— Start of Given text —

As we discovered in the previous installment of this column, group fitness managers (GFMs) are the communication hub connecting instructors, upper management, owners, members and others. This can leave you, as a GFM, overworked and misunderstood. It can also lead to major issues with instructors—issues that, if not addressed, can have a significant, negative effect on your program.
The GFM’s position is unique from facility to facility (pay, hours, authority and job description). The instructor’s job is equally varied. At one club, an instructor may be paid well and have little accountability. At another club, the pay may be low but the perks outstanding. One aspect of the job, however, is universal: expectations about communication. Instructors are expected to know what’s going on in the facility, and they’re expected to disseminate that information to every member they touch. Instructors are your number-one “billboard.” Besides the front-desk employees, they touch more people in a day than any other staff member. How well they communicate messages is of utmost importance to the success of your club. How do you, the GFM, help or hurt this process? Following are obstacles that stand between your messages and your instructors, along with tips on how to clear those hurdles.
The Contact List
When it comes to communication, the contact list is like a holy grail. This list helps instructors (and you) keep track of the current roster. Of course, if your team changes as often as it does at most clubs—with instructors coming, going, adding formats, deleting formats, changing Internet providers, changing cell phone service, moving and more—the chances that the contact list is up-to-date are slim. Your list may be up-to-date, but the contact list your instructors reference may not be the same as yours.

— End of Given text —

Task set:
**a.** Answer these questions about the column on group fitness communication:
(i) What does the column compare the contact list to?
(ii) What does it call instructors?
(iii) Besides instructors, which staff members does it say touch a lot of people in a day?
**b.** Resume the column on group fitness communication, picking up right after its last sentence.
The material plays no part in this.

— Start of Raw data —

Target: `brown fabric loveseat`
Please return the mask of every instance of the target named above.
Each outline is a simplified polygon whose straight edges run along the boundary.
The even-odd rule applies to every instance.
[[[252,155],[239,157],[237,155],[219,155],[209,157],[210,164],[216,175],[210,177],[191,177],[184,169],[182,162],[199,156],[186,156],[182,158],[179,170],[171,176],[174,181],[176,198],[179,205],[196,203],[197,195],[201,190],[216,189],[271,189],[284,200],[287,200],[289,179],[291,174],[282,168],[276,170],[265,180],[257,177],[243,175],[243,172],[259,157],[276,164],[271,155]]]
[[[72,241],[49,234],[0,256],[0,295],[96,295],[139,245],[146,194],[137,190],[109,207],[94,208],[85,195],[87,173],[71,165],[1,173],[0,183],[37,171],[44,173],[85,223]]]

— End of Raw data —
— Start of Raw data —

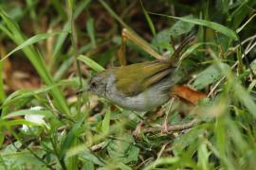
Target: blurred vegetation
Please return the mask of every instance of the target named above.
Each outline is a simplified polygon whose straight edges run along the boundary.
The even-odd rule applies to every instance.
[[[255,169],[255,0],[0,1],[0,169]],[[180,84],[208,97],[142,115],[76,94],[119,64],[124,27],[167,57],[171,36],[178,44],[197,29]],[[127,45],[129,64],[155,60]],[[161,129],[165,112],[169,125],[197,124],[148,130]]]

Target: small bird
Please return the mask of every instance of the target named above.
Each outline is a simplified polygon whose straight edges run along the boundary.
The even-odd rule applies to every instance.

— End of Raw data —

Responses for each task:
**a.**
(i) A holy grail.
(ii) Your number-one "billboard."
(iii) The front-desk employees.

**b.**
Think back to when you were an instructor and you needed a substitute. How frustrating it was to send e-mail messages to folks you thought taught your format, only to have half of those e-mails come back to you as “undeliverable” or with the surly request to “Please remove me from your list. I no longer teach there.” If this scenario plays out among your staff, the sub pool is dramatically narrowed solely because of an outdated contact list. The result: desperate instructors reach out to the people who have always helped them in the past or the people who are desperate to teach. Neither of these options may be the best fit, but the path of least resistance is easiest when you’re frustrated. Unfortunately, the program is weakened because there aren’t as many options for backup. Many times, you are left to find subs for your instructors.
To compound the contact list challenge, most people have multiple phone numbers and e-mail addresses. How do instructors know which number to call first, especially in an emergency? Or do they end up calling all of the numbers and leaving multiple messages that seldom get returned? It’s no wonder instructors get frustrated and give up on communicating. When communication is overly complicated (wrong numbers, wrong people, wrong e-mail addresses), community is hard to foster and teamwork is nearly impossible.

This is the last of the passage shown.